------ PAGE EXTRACT ------
Toronto declared ‘sanctuary city’ to non-status migrants February 23, 2013Posted by rogerhollander in Canada, Immigration, Toronto.
Tags: Immigration, refugee claimants, regugee, richard lautens, roger hollander, sanctuary, sanctuary city, toronto, undocumented
Supporters of a motion to turn Toronto into a sanctuary city for non-status migrants raise their arms in victory as the vote is announced. The so-called ‘Solidarity City’ motion was passed by city council by a vote of 37-3.
Nicholas Keung Immigration Reporter
Toronto has made history by affirming itself as a “sanctuary city,” the first Canadian city with a formal policy allowing undocumented migrants to access services regardless of immigration status.
On Thursday, City Council passed the motion by a vote of 37 to 3 that also requires training all city staff and managers to ensure Toronto’s estimated 200,000 non-status residents can access its services without fear of being turned over to border enforcement officers for detention and deportation.
------
# TASK REQUIREMENTS
1. Name each category under which the Toronto sanctuary city article was posted.
2. From the Toronto sanctuary city article, set down the passage that begins at the words "Toronto declared ‘sanctuary" and stops after "vote of 37-3.".
------ DATASET RECORDS ------
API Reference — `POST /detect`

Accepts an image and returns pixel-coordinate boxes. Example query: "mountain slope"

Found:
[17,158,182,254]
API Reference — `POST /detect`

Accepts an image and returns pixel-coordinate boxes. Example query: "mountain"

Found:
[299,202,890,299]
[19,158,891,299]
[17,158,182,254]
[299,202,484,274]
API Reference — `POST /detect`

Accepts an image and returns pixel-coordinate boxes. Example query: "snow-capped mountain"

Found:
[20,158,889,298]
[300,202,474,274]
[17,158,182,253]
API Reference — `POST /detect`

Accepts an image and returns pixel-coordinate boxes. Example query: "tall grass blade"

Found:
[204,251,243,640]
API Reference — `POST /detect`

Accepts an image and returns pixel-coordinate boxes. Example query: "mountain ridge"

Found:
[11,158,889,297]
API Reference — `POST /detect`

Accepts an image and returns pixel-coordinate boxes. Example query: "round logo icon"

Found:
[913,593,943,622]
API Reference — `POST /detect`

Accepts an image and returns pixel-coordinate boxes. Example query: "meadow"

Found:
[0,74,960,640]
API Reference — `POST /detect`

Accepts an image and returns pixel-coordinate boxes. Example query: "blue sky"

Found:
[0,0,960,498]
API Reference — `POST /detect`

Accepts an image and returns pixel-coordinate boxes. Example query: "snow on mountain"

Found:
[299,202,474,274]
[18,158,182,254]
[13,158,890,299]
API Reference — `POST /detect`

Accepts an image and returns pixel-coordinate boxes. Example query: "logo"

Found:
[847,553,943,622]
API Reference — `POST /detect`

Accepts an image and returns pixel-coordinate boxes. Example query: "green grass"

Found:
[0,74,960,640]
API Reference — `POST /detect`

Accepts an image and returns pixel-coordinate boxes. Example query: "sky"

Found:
------
# RESPONSES PER TASK
1. Canada, Immigration, Toronto

2.
Toronto declared ‘sanctuary city’ to non-status migrants February 23, 2013Posted by rogerhollander in Canada, Immigration, Toronto.
Tags: Immigration, refugee claimants, regugee, richard lautens, roger hollander, sanctuary, sanctuary city, toronto, undocumented
Supporters of a motion to turn Toronto into a sanctuary city for non-status migrants raise their arms in victory as the vote is announced. The so-called ‘Solidarity City’ motion was passed by city council by a vote of 37-3.